▶ **Kutipan**:
■ ■ ■
Oleh Donal Fariz
KOMPAS.com
- HASIL survei yang dilakukan Polling Center menunjukkan bahwa lebih
dari separuh (52,1 persen) pemilih akan menerima uang dan barang dari
kandidat dalam pemilihan umum. Apakah uang akan (lagi) berkuasa pada
Pemilihan Umum 2014 yang akan datang ini?
Dalam pemilu, politik
dan uang merupakan pasangan tak terpisahkan. Uang penting untuk
membiayai kampanye karena kampanye berpengaruh pada hasil pemilu.
Kampanye tidak akan berjalan tanpa uang meski uang tidak merupakan
faktor satu-satunya untuk memperoleh keberhasilan.
Dalam sistem
politik yang tidak demokratis, korupsi politik akan tumbuh subur dan
menjadi tabiat kebanyakan politisi. Sama halnya dalam partai yang tidak
”sehat”, mereka akan mencari sumber-sumber pendanaan instan untuk
menjalankan mesin politik, salah satunya melalui korupsi uang negara.
Atau
melalui cara instan yang lain yang marak belakangan ini dengan menarik
kekuatan pemodal (baca: pengusaha) ke dalam kongsi partai.
■ ■ ■
▶ **Entri yang Diberikan**:
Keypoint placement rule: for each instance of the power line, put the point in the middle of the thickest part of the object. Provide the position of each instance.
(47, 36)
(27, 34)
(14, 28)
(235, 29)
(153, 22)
■ ■ ■
Lanjutkan kutipan tentang uang dan politik dalam pemilu di atas, mulai setelah kalimat terakhirnya.

Hasil
survei ”Politik Uang dalam Pemilu” yang dilakukan Polling Center
(30/12/2013) tentu menjadi ”alarm bahaya” terkait dengan kualitas pemilu
yang sudah di depan mata. Survei tersebut dilakukan terhadap 2.760
responden di enam daerah, yakni Aceh, DKI Jakarta, Jawa Timur,
Kalimantan Timur, Sulawesi Selatan, dan Nusa Tenggara Timur.
Hasilnya
lebih dari setengah masyarakat akan menerima pemberian dalam bentuk apa
pun. Politik uang dalam pandangan sebagian masyarakat dianggap rezeki
musiman yang tidak seharusnya ditolak.
Maka, jamak diketahui para
calon anggota legislatif (caleg) menyebarkan berbagai sogokan kepada
masyarakat ”berbalut” bantuan. Saat bersamaan ramai pula ditemukan
masyarakat berbondong-bondong mengejar para caleg dengan berbagai
proposal, mulai dari proposal acara keramaian hingga pembangunan fisik
sarana umum.
Tidak berpengaruh
Di tengah
maraknya politik uang yang terjadi dalam kontestasi elektoral, sebuah
pertanyaan besar bagi publik muncul. Apakah politik uang yang dilakukan
kandidat linear atau sejalan dengan hasil pemilihan umum?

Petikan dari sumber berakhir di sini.